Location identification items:
====
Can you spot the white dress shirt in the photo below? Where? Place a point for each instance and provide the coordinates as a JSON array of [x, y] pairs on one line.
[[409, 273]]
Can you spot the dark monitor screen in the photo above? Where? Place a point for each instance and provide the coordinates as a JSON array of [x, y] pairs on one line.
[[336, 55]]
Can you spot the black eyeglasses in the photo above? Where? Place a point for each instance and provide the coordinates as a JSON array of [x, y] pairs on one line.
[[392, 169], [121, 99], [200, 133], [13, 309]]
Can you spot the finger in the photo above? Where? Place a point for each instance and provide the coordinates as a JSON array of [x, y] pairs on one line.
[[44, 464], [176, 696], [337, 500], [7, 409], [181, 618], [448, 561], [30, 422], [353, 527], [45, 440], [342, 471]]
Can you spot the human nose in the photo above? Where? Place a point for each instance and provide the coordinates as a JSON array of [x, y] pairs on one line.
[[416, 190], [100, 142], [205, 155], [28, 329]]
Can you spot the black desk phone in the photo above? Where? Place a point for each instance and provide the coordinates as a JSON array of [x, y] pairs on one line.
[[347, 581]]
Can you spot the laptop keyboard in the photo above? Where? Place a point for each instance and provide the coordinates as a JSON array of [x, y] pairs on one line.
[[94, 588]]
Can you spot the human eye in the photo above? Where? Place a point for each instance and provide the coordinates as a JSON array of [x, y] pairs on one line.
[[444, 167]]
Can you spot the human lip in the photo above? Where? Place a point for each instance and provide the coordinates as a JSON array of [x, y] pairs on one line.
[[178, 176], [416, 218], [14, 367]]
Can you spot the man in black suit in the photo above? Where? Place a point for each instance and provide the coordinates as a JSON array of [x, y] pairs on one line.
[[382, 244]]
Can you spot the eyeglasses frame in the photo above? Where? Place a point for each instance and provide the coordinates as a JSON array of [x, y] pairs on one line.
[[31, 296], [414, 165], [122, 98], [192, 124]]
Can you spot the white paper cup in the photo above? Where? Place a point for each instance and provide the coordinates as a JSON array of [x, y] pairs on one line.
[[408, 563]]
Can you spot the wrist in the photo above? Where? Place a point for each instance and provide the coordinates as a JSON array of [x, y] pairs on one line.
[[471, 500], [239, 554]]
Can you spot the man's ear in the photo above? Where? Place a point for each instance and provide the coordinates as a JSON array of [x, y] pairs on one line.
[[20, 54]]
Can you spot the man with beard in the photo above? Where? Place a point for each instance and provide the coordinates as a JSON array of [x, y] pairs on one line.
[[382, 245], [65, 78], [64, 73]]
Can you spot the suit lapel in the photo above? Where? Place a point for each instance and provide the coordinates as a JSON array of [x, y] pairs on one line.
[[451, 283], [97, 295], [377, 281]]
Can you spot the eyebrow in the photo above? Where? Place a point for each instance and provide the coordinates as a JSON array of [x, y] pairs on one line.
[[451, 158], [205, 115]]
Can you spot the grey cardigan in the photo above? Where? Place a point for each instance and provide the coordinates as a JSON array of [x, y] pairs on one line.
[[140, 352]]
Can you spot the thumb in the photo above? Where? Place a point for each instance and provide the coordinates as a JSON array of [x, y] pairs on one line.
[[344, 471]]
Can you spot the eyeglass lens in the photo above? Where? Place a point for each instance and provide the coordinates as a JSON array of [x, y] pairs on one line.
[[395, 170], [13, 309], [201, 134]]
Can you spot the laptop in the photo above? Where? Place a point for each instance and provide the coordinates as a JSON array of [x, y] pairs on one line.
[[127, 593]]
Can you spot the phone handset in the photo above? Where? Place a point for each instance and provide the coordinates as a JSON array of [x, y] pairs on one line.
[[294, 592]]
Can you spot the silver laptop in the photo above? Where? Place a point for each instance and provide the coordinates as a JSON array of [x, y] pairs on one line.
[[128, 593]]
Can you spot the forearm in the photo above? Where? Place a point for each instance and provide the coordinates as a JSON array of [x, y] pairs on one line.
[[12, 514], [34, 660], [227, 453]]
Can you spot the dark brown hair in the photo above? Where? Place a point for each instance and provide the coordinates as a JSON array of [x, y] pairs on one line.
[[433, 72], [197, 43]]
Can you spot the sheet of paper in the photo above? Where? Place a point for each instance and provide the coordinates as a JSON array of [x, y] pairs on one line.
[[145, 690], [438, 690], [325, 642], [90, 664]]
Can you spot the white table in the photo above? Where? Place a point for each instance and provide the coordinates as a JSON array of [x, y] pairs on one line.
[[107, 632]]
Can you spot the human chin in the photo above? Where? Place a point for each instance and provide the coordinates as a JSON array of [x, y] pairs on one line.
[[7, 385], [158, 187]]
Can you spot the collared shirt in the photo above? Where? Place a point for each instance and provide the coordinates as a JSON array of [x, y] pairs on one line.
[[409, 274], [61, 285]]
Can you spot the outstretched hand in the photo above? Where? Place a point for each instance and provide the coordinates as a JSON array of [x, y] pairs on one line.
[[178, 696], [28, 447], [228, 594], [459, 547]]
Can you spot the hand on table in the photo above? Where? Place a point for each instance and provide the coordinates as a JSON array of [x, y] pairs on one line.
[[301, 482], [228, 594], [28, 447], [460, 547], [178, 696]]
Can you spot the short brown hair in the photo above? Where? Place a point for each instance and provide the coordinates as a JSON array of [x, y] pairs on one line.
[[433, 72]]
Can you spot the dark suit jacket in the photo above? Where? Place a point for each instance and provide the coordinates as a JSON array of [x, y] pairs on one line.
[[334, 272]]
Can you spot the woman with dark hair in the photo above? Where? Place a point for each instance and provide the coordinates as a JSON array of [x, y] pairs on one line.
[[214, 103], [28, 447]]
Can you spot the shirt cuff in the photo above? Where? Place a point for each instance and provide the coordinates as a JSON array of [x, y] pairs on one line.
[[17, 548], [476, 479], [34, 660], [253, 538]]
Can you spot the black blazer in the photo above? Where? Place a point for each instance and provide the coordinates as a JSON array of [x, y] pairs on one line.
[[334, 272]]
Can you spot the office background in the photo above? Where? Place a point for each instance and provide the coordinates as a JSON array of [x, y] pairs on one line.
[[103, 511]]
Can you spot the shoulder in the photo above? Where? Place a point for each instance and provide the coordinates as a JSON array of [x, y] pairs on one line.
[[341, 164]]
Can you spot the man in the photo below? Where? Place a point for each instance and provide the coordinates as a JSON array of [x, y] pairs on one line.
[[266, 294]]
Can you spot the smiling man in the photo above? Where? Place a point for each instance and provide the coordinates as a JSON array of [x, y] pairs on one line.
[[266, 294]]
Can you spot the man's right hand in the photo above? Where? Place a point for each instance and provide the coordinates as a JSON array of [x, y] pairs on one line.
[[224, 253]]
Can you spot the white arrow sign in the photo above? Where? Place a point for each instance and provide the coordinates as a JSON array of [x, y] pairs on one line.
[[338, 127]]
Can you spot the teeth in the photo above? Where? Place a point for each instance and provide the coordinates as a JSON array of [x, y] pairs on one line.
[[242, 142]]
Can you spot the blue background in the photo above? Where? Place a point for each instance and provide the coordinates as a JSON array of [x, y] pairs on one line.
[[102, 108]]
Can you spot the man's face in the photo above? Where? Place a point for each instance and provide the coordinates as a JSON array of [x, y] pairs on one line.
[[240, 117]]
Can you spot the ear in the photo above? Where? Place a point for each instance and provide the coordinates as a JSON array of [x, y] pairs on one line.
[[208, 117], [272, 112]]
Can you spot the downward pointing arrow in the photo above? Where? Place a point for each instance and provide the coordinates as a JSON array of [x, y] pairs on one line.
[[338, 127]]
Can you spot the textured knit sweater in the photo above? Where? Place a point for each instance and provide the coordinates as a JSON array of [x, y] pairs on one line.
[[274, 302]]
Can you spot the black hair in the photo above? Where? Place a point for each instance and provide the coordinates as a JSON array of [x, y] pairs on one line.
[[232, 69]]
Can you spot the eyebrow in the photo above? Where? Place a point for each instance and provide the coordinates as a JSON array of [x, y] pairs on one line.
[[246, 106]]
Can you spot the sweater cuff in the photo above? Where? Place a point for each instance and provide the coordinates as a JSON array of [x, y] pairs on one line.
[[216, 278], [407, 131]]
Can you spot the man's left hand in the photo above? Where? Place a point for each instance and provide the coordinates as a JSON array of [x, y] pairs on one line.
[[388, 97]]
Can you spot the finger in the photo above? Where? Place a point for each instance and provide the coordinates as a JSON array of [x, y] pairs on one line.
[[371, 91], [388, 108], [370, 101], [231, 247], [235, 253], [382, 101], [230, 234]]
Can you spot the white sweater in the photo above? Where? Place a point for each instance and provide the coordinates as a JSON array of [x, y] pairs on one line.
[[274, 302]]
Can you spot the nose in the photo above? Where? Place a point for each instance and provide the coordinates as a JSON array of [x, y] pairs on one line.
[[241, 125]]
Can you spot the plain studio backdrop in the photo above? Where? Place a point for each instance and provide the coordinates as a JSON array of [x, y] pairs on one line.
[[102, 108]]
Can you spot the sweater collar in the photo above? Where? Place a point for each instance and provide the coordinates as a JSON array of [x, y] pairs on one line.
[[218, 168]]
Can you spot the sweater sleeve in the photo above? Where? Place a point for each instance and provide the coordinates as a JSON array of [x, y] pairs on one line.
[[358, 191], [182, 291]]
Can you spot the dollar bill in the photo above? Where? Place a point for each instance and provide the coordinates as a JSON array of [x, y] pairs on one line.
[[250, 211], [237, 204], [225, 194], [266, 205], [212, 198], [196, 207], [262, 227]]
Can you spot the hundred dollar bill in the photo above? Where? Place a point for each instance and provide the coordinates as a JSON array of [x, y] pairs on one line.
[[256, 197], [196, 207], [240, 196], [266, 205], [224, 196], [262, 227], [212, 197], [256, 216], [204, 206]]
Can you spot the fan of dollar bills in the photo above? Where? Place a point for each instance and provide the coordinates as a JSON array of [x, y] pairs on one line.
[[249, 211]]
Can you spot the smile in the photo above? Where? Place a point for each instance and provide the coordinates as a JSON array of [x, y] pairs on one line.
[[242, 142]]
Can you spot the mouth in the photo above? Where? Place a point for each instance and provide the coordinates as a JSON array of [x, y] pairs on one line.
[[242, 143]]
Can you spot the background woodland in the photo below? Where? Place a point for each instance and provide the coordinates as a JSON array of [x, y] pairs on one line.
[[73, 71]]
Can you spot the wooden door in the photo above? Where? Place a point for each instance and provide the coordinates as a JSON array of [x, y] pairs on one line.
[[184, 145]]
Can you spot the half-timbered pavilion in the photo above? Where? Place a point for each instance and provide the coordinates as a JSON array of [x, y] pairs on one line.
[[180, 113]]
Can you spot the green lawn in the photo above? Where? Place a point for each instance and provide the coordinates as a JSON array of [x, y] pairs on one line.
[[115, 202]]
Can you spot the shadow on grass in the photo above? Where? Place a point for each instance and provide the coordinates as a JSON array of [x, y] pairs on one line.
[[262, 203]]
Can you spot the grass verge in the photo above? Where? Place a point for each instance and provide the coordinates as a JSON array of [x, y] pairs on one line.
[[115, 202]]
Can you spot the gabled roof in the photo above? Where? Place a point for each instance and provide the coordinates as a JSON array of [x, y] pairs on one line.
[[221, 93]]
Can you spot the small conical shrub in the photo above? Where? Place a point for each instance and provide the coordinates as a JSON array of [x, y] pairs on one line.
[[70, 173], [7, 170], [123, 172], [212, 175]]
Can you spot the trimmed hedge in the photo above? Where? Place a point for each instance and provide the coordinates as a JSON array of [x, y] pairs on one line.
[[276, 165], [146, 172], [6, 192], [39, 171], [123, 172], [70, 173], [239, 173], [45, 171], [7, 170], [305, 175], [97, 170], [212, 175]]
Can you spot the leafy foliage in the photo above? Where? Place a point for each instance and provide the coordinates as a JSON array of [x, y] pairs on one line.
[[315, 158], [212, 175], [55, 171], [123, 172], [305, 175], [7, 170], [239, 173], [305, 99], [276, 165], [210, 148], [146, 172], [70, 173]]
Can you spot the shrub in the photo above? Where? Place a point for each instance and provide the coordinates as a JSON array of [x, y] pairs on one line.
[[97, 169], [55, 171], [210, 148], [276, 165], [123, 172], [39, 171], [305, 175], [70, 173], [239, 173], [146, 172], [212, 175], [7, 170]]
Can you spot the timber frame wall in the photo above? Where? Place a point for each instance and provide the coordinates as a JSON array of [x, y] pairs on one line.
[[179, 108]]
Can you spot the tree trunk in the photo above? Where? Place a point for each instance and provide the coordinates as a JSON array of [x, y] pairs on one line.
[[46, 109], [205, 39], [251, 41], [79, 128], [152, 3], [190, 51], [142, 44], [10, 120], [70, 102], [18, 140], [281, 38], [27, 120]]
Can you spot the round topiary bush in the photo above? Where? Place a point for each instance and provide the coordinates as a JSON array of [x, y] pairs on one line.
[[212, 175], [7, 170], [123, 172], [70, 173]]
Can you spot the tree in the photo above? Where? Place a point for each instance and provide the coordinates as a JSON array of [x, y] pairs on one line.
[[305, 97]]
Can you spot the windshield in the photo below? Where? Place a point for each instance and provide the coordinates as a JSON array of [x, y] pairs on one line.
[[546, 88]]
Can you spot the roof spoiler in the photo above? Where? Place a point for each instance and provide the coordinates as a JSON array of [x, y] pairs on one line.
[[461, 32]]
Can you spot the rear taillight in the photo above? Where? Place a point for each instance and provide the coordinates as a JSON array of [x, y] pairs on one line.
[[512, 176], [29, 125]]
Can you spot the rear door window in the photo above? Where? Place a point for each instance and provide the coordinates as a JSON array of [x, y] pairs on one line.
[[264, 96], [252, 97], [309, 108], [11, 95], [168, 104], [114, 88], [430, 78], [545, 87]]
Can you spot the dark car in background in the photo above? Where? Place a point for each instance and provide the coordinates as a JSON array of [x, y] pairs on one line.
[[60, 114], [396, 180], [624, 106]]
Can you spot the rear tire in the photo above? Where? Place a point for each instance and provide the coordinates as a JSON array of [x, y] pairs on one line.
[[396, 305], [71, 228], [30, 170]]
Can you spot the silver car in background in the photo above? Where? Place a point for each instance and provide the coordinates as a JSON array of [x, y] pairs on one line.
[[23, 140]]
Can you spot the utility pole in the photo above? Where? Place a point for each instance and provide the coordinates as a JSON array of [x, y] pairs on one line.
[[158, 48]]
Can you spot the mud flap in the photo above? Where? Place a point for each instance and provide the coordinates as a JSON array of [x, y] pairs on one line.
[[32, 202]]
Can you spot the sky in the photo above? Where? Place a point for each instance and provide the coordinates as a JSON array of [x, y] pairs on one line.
====
Work required: Edit the rows from the line with "Can you spot the timber" up to and including the line with "38], [27, 120]]" so that "tree trunk" becomes "tree stump". Keep everything else the same.

Reply to the exercise:
Can you spot the timber frame wall in the photo above? Where? Place a point for each instance and provide the coordinates as a JSON array of [x, y] pairs on one line.
[[179, 108]]
Can you spot the tree stump in the photo above? Where? Place a point for each instance and provide the coordinates as a JSON array of [x, y] pairs on one line.
[[46, 109], [205, 39], [251, 41], [79, 128], [152, 3], [190, 51], [142, 44], [10, 120], [70, 102], [18, 140], [281, 38], [27, 120]]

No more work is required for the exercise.